▶ _EXCERPT PROVIDED_:
--- begin ---

The traditional corner sofa has a distinctive right-angled, l-shaped design so it can fit into the tricky spaces in your home. A corner sofa isn’t to be confused with a chaise sofa, which has an open, extended ‘chaise’ section – corner sofas have arms at both ends and a back that encompasses the entire seating area.

    • If corner sofas have one side longer than the other, they have two options to choose from: left and right-hand facing versions. The orientation is determined by whether the corner and the shorter section are on your left or right when facing the sofa.

    • If a corner sofa doesn’t have left or right options, it means that both of its sides are equal in length, so they will look the same regardless of how you place them.

    • L-shaped corner sofas aren’t the only options – there are U-shaped and C-shaped sofas, too – all available to suit your perfect living space.

Chaise sofas

Chaise sofas are a popular modern option, designed with lounging in mind. The backs and arms of the sofa don’t extend to the chaise section, giving you plenty of space to unwind. They tend to be smaller than corner sofas and are often used as a more casual alternative to traditional L-shaped sofas.

    • The chaise end of a sofa is the perfect option for those who don’t want to buy a separate footstool.

    • Lots of chaise-end sofas offer a hollow storage option within them, so they can help you declutter your space.

Modular sofas: a bit of both

Can’t decide between a corner or a chaise? Choose a modular sofa, which comes with modular blocks that can be customised to create something more appropriate to your room and taste. Remember that despite the ‘modular’ name, it’s best to buy everything together in the configuration you want – you can’t rely on changing a piece later as the item may end up discontinued.

--- end ---

▶ _TASK DIRECTIONS_: According to the excerpt on sofa styles, what determines whether a corner sofa is left-hand or right-hand facing? The entries bear no relation to the excerpt on sofa styles.

▶ _RECORDED DATA_:
--- begin ---

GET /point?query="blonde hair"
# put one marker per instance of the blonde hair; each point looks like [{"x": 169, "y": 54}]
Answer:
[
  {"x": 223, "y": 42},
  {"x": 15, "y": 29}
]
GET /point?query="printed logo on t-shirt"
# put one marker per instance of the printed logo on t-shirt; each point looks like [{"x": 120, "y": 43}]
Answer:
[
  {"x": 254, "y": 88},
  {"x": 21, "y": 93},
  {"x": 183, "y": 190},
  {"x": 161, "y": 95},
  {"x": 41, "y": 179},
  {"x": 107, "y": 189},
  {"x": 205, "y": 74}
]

--- end ---
--- begin ---

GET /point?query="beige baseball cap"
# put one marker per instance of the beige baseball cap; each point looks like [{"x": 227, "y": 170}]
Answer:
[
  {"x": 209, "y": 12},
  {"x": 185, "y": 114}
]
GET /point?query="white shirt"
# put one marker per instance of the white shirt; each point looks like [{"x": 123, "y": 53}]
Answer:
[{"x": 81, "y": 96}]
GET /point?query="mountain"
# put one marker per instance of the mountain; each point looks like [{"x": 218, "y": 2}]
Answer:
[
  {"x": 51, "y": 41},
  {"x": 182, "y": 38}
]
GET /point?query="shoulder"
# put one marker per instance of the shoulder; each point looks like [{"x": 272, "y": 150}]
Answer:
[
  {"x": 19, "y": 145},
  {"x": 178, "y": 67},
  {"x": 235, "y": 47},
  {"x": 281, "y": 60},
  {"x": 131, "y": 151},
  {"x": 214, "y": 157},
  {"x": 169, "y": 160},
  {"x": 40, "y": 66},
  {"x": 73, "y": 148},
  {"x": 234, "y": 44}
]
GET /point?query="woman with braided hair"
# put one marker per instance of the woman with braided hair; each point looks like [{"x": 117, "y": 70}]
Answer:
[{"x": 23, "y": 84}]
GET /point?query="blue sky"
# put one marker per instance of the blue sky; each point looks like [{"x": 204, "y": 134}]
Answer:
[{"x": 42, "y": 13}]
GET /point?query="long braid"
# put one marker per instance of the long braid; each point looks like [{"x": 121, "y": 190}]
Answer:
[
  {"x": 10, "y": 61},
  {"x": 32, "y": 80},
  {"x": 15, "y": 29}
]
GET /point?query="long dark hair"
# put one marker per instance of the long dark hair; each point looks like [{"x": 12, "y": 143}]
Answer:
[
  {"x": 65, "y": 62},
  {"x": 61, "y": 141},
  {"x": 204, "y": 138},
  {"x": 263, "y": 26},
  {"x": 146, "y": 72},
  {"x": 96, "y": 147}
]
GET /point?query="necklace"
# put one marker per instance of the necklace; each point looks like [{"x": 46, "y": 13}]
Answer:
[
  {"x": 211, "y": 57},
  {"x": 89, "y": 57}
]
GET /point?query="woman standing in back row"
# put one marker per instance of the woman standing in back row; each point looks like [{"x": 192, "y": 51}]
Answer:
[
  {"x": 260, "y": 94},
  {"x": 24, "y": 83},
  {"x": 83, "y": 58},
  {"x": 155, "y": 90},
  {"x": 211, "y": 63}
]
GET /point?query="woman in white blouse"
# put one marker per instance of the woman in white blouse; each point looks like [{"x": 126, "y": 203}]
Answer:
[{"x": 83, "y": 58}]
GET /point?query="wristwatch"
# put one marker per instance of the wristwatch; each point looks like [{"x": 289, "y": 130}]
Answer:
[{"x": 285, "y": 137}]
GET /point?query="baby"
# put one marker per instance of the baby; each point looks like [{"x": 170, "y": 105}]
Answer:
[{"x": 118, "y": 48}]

--- end ---
--- begin ---

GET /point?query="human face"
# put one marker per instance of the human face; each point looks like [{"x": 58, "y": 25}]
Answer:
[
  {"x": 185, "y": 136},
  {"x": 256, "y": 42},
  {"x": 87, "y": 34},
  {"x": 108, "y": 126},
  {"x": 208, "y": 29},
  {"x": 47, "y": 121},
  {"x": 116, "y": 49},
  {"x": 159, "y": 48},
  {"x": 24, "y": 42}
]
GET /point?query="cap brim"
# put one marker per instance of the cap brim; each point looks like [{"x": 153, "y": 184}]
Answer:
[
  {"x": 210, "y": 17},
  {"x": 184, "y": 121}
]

--- end ---

▶ _SOLVED PROBLEM_: It depends on whether the corner and the shorter section are on your left or your right when you face the sofa.